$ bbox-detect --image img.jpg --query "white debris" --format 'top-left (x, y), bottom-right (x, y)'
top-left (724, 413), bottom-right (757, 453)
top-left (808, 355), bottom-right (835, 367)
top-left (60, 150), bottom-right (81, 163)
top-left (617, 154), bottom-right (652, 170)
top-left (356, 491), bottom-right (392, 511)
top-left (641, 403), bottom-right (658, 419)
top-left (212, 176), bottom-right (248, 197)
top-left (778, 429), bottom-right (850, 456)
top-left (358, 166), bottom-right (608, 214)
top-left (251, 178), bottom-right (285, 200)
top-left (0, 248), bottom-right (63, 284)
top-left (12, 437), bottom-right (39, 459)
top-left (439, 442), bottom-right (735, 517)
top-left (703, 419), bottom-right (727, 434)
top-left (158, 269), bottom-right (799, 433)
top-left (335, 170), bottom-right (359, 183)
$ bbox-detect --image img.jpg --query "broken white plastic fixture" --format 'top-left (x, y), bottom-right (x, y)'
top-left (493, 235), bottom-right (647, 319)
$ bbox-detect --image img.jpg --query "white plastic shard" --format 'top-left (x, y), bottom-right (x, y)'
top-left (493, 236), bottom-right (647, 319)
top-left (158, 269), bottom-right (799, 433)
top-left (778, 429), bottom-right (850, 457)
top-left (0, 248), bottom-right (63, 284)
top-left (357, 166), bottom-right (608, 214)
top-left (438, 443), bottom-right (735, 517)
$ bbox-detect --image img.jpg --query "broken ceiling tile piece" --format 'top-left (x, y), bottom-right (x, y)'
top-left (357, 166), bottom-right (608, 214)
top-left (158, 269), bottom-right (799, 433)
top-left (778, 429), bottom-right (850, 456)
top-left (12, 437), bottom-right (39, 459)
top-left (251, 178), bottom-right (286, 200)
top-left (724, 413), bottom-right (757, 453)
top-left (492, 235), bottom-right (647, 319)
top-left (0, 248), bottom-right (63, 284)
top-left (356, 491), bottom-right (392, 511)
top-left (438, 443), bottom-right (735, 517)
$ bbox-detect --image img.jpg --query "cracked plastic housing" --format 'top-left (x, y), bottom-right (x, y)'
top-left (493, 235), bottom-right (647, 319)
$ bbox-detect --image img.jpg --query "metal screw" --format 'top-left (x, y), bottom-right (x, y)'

········

Please change each "img.jpg" in the material above to "scene.jpg" and give all the lines again with nothing else altered.

▶ **Written response**
$ bbox-detect --image scene.jpg --query "white debris" --format 'top-left (x, y), bottom-right (x, y)'
top-left (724, 413), bottom-right (757, 453)
top-left (808, 355), bottom-right (835, 367)
top-left (60, 150), bottom-right (81, 163)
top-left (617, 154), bottom-right (652, 170)
top-left (356, 491), bottom-right (392, 511)
top-left (641, 403), bottom-right (658, 419)
top-left (212, 176), bottom-right (248, 197)
top-left (778, 429), bottom-right (850, 456)
top-left (358, 166), bottom-right (608, 214)
top-left (251, 178), bottom-right (285, 200)
top-left (0, 248), bottom-right (63, 284)
top-left (12, 437), bottom-right (39, 459)
top-left (439, 442), bottom-right (735, 517)
top-left (703, 419), bottom-right (727, 434)
top-left (158, 269), bottom-right (799, 433)
top-left (335, 170), bottom-right (359, 183)
$ bbox-detect --image scene.jpg --query "broken white plastic fixture" --format 'top-left (x, y), bottom-right (x, y)'
top-left (493, 235), bottom-right (647, 319)
$ bbox-detect --image scene.jpg --query "white plastic shard" --format 'top-left (x, y), bottom-right (x, y)'
top-left (493, 236), bottom-right (647, 319)
top-left (158, 269), bottom-right (799, 433)
top-left (778, 429), bottom-right (850, 457)
top-left (0, 248), bottom-right (63, 284)
top-left (357, 166), bottom-right (608, 214)
top-left (438, 443), bottom-right (735, 517)
$ bbox-detect --image scene.jpg --query "broken ceiling tile piece" --format 'top-left (x, y), bottom-right (x, y)'
top-left (357, 166), bottom-right (608, 214)
top-left (158, 269), bottom-right (799, 433)
top-left (778, 429), bottom-right (850, 456)
top-left (12, 437), bottom-right (39, 459)
top-left (251, 178), bottom-right (286, 200)
top-left (724, 413), bottom-right (757, 453)
top-left (492, 235), bottom-right (647, 319)
top-left (0, 248), bottom-right (63, 284)
top-left (356, 491), bottom-right (392, 511)
top-left (438, 443), bottom-right (735, 517)
$ bbox-detect --image scene.jpg --query "cracked plastic housing" --format 'top-left (x, y), bottom-right (x, y)'
top-left (493, 235), bottom-right (647, 319)
$ bbox-detect --image scene.jpg --query "metal screw" --format 'top-left (x, y), bottom-right (x, y)'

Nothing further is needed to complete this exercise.